DESCRIZIONE DELL'ESERCIZIO: Trascrivi dalla voce biografica su Anita Pittoni il passo che inizia con "PITTONI (Tosoni Pittoni), Anita." e prosegue fino a "Parlamento di Vienna.".

BRANO DA LEGGERE:

PITTONI, Anita

Dizionario Biografico degli Italiani - Volume 84 (2015)

PITTONI, Anita

Elvio Guagnini

PITTONI (Tosoni Pittoni), Anita. – Nacque a Trieste il 6 aprile 1901 da Francesco Tosoni Pittoni (1876-1917), ingegnere, e da Angela Marcolin Bosco (1880-1940), sarta e ricamatrice. I suoi tre fratelli erano Silvio Gracco, Franco Ribelle e Bruno. Lo zio, Valentino Pittoni, era uno dei capi del socialismo triestino e deputato al Parlamento di Vienna.

Anita frequentò il liceo femminile completando i propri studi nel 1919. Ospite delle sorelle Marion e Wanda Wulz, titolari di un importante studio fotografico nel quale si effettuavano ricerche di avanguardia nel campo della fotografia, sviluppò ben presto una propria attività artigianale nel campo tessile e della moda: nel suo laboratorio venivano creati abiti e accessori per l’abbigliamento, elementi di arredamento, arazzi e tappeti in tessuto, utilizzando materiali di ogni genere, semplici ma anche preziosi, talvolta accostati, facendo largo uso di filati nazionali (come la canapa o il lino) ma anche fibre sintetiche (come il raion) o fibre di origine vegetale (come la ginestra). Le tecniche apprese a casa, dalla madre, e a scuola si coniugarono con un originale talento artistico che si sviluppò anche in seguito ai numerosi contatti maturati sin dagli anni giovanili con personalità dell’arte più avanzata a Trieste e poi a Milano e in ambito nazionale.

ESTRATTO DEI DATI:

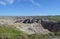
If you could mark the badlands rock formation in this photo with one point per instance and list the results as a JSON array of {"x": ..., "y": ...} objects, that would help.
[{"x": 31, "y": 24}]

RISPOSTA ALL'ESERCIZIO:
PITTONI (Tosoni Pittoni), Anita. – Nacque a Trieste il 6 aprile 1901 da Francesco Tosoni Pittoni (1876-1917), ingegnere, e da Angela Marcolin Bosco (1880-1940), sarta e ricamatrice. I suoi tre fratelli erano Silvio Gracco, Franco Ribelle e Bruno. Lo zio, Valentino Pittoni, era uno dei capi del socialismo triestino e deputato al Parlamento di Vienna.